Document excerpt.
========================================================================
How I Accidentally Trained my Dog NOT to Tug

November 8, 2011 at 6:06 pm 4 comments


This is my story of how I accidentally trained Dice NOT to tug while I was trying to train the opposite…

“Get your dog to tug,” for some of us these are the dreaded words we hear from our agility instructors.  We worry that the dog won’t tug and that people are watching. We try to make ourselves seem fun and exciting to the dog by running back and forth while inwardly hoping that they latch on for just a few seconds as the dog looks more and more stressed.  Are you getting anxious just thinking about it? I know I am.  One of the most common problems I find myself addressing in regards to agility training is dogs that don’t naturally want to tug. Can you train them to tug? Absolutely. But you can also teach them to show anxiety when you show them a tug toy, which is what I inadvertently taught Dice to do.  So what’s the difference? I’ve found it has a great deal to do with our body language.

                 It’s no secret that dogs read body language. This is their main form of communication between one another and with us as well. It makes sense that if we are feeling anxious towards what we are trying to train (eg. tugging) that our dogs will pick up on that stress to some extent. In this way we can transfer that anxiety onto the act of tugging while we are actually trying to encourage it. Many of us unknowingly do this and then get increasingly more anxious as the dog refuses more often. Eventually it becomes both a stress trigger for the handler as well as the dog. Sometimes this can start from another stress trigger. With Dice, it began as general stress when she was in a new environment. Because she was worried about her surroundings, she was reluctant to tug. The more I tried to “be fun” while inwardly being worried that she wouldn’t tug, the more she would shut down. The more often this happened, the greater the anxiety became for both of us. It progressed to the point where if I brought out a toy that I had previously tried to get her to tug with while she was stressed she would shut down immediately. I decided I could either buy a brand new toy every time I wanted to train, or I had to get to the root of this tugging problem. I chose the latter J

                There were certain things that Dice was almost always comfortable tugging with at that time: my fabric watch band, and the sleeve of my sweater. I realized that any time I would ask myself “is she going to tug?” I would get an instant stress response from her and she would shut down and look worried. I decided to hold off on doing any specific agility training and just work on my relationship with her. I now realize there was never any stress associated with my watch band or my sweater since I didn’t use them in specific training. I only used them when I was just playing with my dog around the house or absentmindedly in between exercises. I decided to use a few toys at home in the same manner and not worry if she didn’t tug with them right away.
========================================================================
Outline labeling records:

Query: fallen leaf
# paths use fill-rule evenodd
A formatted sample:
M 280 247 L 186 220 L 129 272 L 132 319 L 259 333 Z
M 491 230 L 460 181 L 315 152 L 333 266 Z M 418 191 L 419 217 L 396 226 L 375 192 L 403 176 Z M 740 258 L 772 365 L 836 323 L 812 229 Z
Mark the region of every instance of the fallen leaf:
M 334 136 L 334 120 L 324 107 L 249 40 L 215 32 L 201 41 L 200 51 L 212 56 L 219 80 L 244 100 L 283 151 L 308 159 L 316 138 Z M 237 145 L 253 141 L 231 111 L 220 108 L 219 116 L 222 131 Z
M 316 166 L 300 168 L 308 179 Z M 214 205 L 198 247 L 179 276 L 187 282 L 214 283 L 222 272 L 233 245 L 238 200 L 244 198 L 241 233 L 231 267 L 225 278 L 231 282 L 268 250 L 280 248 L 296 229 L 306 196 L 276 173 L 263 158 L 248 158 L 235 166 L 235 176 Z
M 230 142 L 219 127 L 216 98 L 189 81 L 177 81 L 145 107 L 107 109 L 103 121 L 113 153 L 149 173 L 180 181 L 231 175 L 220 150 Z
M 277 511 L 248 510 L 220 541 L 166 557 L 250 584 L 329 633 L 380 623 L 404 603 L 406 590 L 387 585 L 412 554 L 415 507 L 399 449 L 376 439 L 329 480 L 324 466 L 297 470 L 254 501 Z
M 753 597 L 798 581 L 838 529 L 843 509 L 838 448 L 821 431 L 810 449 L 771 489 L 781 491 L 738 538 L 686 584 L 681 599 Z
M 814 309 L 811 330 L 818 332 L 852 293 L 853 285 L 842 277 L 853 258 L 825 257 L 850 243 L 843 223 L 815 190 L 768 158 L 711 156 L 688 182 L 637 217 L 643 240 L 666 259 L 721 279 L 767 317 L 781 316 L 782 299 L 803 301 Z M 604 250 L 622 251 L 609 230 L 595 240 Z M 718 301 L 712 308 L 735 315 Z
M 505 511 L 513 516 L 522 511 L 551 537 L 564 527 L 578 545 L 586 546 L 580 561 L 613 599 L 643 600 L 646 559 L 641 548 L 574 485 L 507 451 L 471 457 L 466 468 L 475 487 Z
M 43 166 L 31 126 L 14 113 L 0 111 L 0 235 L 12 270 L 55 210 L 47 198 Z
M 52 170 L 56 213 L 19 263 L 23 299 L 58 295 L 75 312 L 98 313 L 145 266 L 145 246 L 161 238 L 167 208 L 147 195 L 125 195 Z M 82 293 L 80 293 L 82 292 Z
========================================================================
Written problem. Extend the post about accidentally training a dog not to tug by picking up right after its last sentence.

Written response.
                The results were obvious.  As we both started seeing tugging as a game and less as a requirement, we both started to enjoy it more.  I still wasn’t doing any agility training at the time since I knew that she would easily pattern that all agility must be rewarded with food which is higher value for her (she is a sheltie after all!). We then transitioned the toy into very short crate game sessions that lasted about 10 seconds. I would release her out of the crate, tug for 2-3 seconds, pull the toy out of her mouth, and send her back to the crate. We would only do this 2-3 times and then end the session. If we were trying a new environment, she could usually only do one repetition before noticing her surroundings so I didn’t push her to do more than that.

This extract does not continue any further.